Problem details: Restate the records that follow word for word; no pictures should appear.

Some records:
========================

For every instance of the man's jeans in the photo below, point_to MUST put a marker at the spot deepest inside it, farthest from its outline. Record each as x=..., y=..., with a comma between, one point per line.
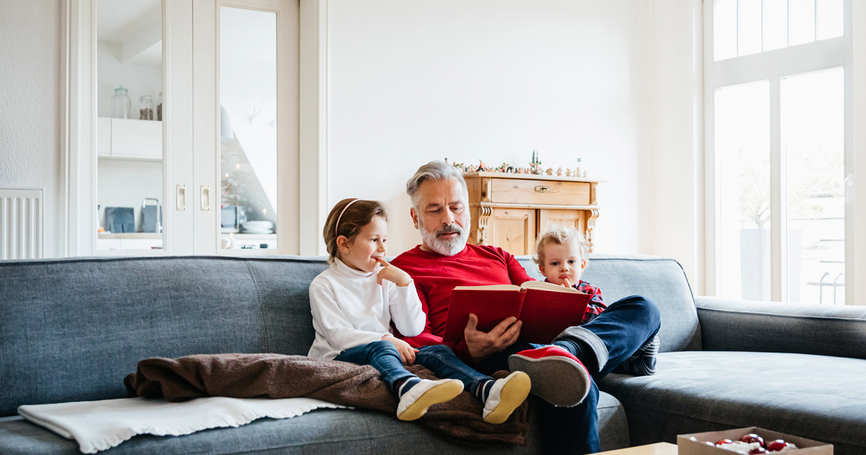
x=623, y=327
x=439, y=359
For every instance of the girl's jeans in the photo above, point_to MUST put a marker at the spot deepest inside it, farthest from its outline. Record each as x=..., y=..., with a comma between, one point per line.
x=623, y=327
x=439, y=359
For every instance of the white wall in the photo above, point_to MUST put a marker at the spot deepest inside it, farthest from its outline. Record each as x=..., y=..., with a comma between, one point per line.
x=414, y=81
x=30, y=103
x=672, y=217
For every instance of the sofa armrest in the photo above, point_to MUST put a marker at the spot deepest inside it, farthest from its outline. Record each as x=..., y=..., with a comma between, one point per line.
x=740, y=325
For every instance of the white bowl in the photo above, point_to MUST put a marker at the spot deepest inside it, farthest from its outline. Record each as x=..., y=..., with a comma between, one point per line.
x=258, y=225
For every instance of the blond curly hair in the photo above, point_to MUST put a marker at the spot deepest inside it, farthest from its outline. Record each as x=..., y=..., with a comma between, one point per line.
x=560, y=235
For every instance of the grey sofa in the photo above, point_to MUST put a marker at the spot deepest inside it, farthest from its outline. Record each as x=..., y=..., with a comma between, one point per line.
x=71, y=329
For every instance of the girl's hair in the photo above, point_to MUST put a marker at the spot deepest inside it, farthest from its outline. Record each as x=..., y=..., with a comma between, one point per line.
x=352, y=214
x=560, y=235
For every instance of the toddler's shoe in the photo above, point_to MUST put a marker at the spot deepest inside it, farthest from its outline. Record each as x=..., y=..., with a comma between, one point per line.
x=643, y=361
x=425, y=393
x=506, y=395
x=558, y=377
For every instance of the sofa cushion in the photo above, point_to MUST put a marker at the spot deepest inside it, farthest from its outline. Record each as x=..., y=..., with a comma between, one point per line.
x=322, y=431
x=661, y=280
x=71, y=329
x=815, y=397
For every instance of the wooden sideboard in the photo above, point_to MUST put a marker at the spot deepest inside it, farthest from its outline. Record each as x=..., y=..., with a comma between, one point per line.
x=510, y=210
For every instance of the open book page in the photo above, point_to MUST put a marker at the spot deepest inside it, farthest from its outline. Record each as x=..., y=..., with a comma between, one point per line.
x=544, y=285
x=548, y=311
x=490, y=287
x=492, y=305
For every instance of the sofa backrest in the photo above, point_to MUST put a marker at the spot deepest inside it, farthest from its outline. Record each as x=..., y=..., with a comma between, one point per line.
x=72, y=329
x=661, y=280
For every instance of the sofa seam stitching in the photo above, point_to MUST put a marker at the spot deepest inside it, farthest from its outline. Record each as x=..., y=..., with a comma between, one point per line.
x=261, y=307
x=779, y=315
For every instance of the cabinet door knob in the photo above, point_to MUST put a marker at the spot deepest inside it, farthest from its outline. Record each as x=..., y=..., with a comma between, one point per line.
x=180, y=198
x=205, y=197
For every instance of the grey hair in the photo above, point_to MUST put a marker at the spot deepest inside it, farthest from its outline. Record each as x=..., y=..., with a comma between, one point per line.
x=560, y=235
x=434, y=170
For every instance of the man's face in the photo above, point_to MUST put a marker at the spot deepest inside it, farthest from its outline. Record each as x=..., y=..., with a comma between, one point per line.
x=442, y=216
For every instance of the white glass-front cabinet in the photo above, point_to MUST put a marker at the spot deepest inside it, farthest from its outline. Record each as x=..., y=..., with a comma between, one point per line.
x=196, y=127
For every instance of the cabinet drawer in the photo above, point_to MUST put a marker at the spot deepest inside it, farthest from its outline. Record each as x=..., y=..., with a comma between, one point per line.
x=516, y=191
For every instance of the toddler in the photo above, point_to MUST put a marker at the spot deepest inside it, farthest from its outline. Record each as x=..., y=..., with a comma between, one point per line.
x=561, y=255
x=357, y=299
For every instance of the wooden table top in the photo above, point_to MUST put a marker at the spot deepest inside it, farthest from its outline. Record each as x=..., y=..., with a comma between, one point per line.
x=661, y=448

========================

Exercise solution:
For every instance of the man's jeans in the photo below, point_to MUST put a marker at the spot deepest inside it, farthest from its outline. Record each as x=..., y=..., with a comma between, one point per line.
x=623, y=327
x=439, y=359
For every instance of the girl's jeans in the photo above, point_to MUST put a marker at the spot deepest inside it, farthest from its outline. Record each as x=..., y=..., with a comma between, one point per line.
x=623, y=327
x=439, y=359
For every instance of the white wall in the photo above, point_to MUST put a marker at the spot deepest inside it, farthest from its outline. Record each as x=..., y=..., with a comma between, one point per line.
x=414, y=81
x=30, y=103
x=672, y=217
For every instance of the sofa armrest in the photo above, point_to MUST put a marker at the spot deepest inside it, farthest from its outline. Record each as x=..., y=..., with a comma between, one point per line.
x=740, y=325
For every instance of the white bowl in the photo above, point_to MUST put a marker at the spot deepest inside it, farthest from its outline. Record each as x=..., y=..., with a comma between, one point per line.
x=258, y=225
For every instance of the blond curly hair in the photo above, point_to MUST put a marker at the spot deepest inside it, farthest from its outline. Record each as x=..., y=..., with a comma between, one point per line.
x=560, y=235
For every instance of the grey sofa in the photo above, point_to MUST put a marker at the spot deepest inside it, farthest from its outline. Record each as x=..., y=..., with a comma between, one point per line.
x=71, y=329
For every instance of the girl's hair in the photo above, point_to MUST put a marker at the spot deepest inside it, farthest from its outline. Record each as x=..., y=..., with a comma between, one point per line.
x=352, y=214
x=560, y=235
For every instance of the toddler's shoe in the photo above, point_to MUST put a marker at the spot deepest inside it, farthest from its outline. Record each as x=..., y=..., with a comma between, one point per line.
x=643, y=361
x=425, y=393
x=506, y=395
x=558, y=377
For every instance of the sofa cushion in the photo above, point_to MUST put a marker at the spot deepest inside it, farthest from its outline. Record each as x=..., y=..., with a comma between, one point per line.
x=322, y=431
x=661, y=280
x=71, y=329
x=815, y=397
For every instance of the wooden sideboard in the photo above, point_to MUST put a marker at the spot deepest inside it, farthest from its outline. Record each as x=..., y=..., with a comma between, one point per line.
x=510, y=210
For every instance of the open book page in the photo above, point_to MUST put a marker at the spot deepest inside it, farthest from its outline. Record each as x=..., y=..., with a comma between, one point per line.
x=544, y=285
x=548, y=311
x=490, y=287
x=492, y=305
For every instance of the sofa backrest in the photo above, point_to MUST put a marker at the spot deepest inside it, farthest from its outline. Record each as x=..., y=..., with a comma between, one point per line.
x=72, y=329
x=661, y=280
For every instance of the sofa seam stitching in the photo above, point_to MUST put a marker at the spot deepest inside it, farthest from its outline. Record each as x=..., y=..., with a comma between, one point per line.
x=261, y=307
x=779, y=315
For every instance of the cabinet door knob in the photo above, point_to MUST put a marker at the spot deepest inside it, farthest from its outline. Record each as x=..., y=..., with a comma between, one point per line.
x=180, y=198
x=205, y=197
For every instance of the grey hair in the photo above, point_to MUST put a marker at the spot deepest inside it, farthest from its outline. Record each as x=..., y=..., with a comma between, one point per line.
x=560, y=235
x=434, y=170
For every instance of the man's face in the photo above, point_to MUST put a marker at the spot deepest inside it, farthest from its outline. Record each as x=..., y=..., with a comma between, one point per line.
x=442, y=216
For every instance of the white glass-front cabinet in the photo above, point_to MUST put a marker at the spot deepest inside it, farthest from its outline. Record each as x=..., y=..., with a comma between, one point per line.
x=196, y=127
For every instance of the cabinet drawer in the photo above, point_to MUST put a marker at the spot deepest inside it, farthest from its outline. Record each as x=..., y=..., with a comma between, one point per line.
x=516, y=191
For every instance of the toddler in the photo above, point_to MUST put a marker at the spot deepest inside it, farthest from its outline. Record each as x=..., y=..., with a comma between, one point per line.
x=561, y=255
x=357, y=299
For every instance of the wooden table top in the photo above, point_to MUST put a marker at the spot deepest inside it, farthest from its outline. Record each as x=..., y=..., with a comma between, one point per line.
x=661, y=448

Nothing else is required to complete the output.